Aim:
Reproduce the data below, swapping every occurrence of "innermost point" out for "central point" and keeping everything else the same.

Provided data:
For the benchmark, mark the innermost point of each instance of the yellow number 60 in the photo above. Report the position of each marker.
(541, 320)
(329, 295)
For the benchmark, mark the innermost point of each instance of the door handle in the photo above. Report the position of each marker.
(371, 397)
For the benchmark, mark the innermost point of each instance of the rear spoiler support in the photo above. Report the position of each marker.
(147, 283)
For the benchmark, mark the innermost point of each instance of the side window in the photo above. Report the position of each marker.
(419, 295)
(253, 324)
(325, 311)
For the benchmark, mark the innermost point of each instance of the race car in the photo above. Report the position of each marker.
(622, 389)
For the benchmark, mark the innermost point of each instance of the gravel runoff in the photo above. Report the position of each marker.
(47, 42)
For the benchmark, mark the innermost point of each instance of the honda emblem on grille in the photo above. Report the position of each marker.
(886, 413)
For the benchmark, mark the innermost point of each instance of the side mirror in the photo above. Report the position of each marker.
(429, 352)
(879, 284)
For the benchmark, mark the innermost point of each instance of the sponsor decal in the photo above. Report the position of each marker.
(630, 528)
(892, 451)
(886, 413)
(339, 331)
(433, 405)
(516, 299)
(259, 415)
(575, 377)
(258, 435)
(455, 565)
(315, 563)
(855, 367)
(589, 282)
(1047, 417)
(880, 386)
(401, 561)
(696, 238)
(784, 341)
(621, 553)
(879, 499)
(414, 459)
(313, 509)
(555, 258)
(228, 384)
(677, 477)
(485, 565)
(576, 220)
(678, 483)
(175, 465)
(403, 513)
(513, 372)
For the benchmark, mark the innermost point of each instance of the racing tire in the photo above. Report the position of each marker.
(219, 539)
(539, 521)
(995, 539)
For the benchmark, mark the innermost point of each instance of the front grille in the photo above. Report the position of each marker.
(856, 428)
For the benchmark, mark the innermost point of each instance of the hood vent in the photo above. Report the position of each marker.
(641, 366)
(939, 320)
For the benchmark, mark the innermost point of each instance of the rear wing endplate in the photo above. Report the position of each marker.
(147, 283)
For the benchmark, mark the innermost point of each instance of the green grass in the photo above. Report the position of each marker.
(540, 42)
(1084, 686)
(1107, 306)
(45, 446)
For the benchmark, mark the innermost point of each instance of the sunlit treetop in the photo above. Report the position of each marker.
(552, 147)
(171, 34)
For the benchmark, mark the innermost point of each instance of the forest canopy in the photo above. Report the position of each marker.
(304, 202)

Task result:
For the benchmark, mark the central point of each instance of the yellow number 60 in the photo above. Report the position of each marker.
(541, 320)
(329, 295)
For the benchmark, mark the central point of each instance of the door handle in the photo above. Report the position of each marker.
(371, 397)
For the benchmark, mark the central point of each instance of the rear spoiler support in the photo above. Report the position of each marker.
(147, 283)
For the benchmark, mark the central point of each instance of the side window in the photo above. Report the position of each marker.
(419, 295)
(253, 324)
(325, 311)
For the benchmark, mark the central point of each instance of the race car in the photo above. Report the position of each marker.
(622, 389)
For the benchmark, mark the central point of each instance of the gravel runoff in the photo above. Report the position of each marker.
(47, 42)
For the benchmark, mark the central point of each instance of the honda emblem on grille in the photo above. Report the position of each marker.
(886, 413)
For the benchmark, mark the central point of each instance of the side mirror in the photo above. Report the position of each marker.
(429, 352)
(879, 284)
For the benchmark, mark the central point of each instance of the sponsor decal in the photo above. Report the position of each marker.
(630, 528)
(892, 451)
(886, 413)
(339, 331)
(433, 405)
(516, 299)
(259, 415)
(575, 377)
(258, 435)
(455, 565)
(315, 563)
(855, 367)
(589, 282)
(1047, 417)
(880, 386)
(401, 561)
(696, 238)
(784, 341)
(621, 553)
(879, 499)
(414, 459)
(313, 509)
(555, 258)
(228, 384)
(677, 477)
(485, 565)
(576, 220)
(678, 483)
(175, 465)
(403, 513)
(513, 372)
For the benchmark, mark the central point of each instance of the racing tire in the photo above. Report the position of each marker.
(219, 539)
(539, 521)
(995, 539)
For the benchmark, mark the central point of each instance of the front grille in the photo above. Report the position of each marker.
(856, 428)
For the benchmark, mark the central point of each instance of the hood vent in the photo above. Report the position of each marker.
(641, 366)
(939, 320)
For the benchmark, mark the central point of each instance of the rear wing endplate in the photo above. Report the position of each marker.
(147, 283)
For the benchmark, mark the central point of each instance of the green grass in the photo above. Report the position of each marker.
(540, 42)
(1084, 686)
(1107, 306)
(45, 446)
For the benchmark, mark the central point of each instance of the sunlit treetop in the photo above. Report the position of each marker.
(552, 147)
(171, 34)
For the benchmark, mark the central point of each instance of the forest canopy in the photo above. Report the position of each marker.
(304, 202)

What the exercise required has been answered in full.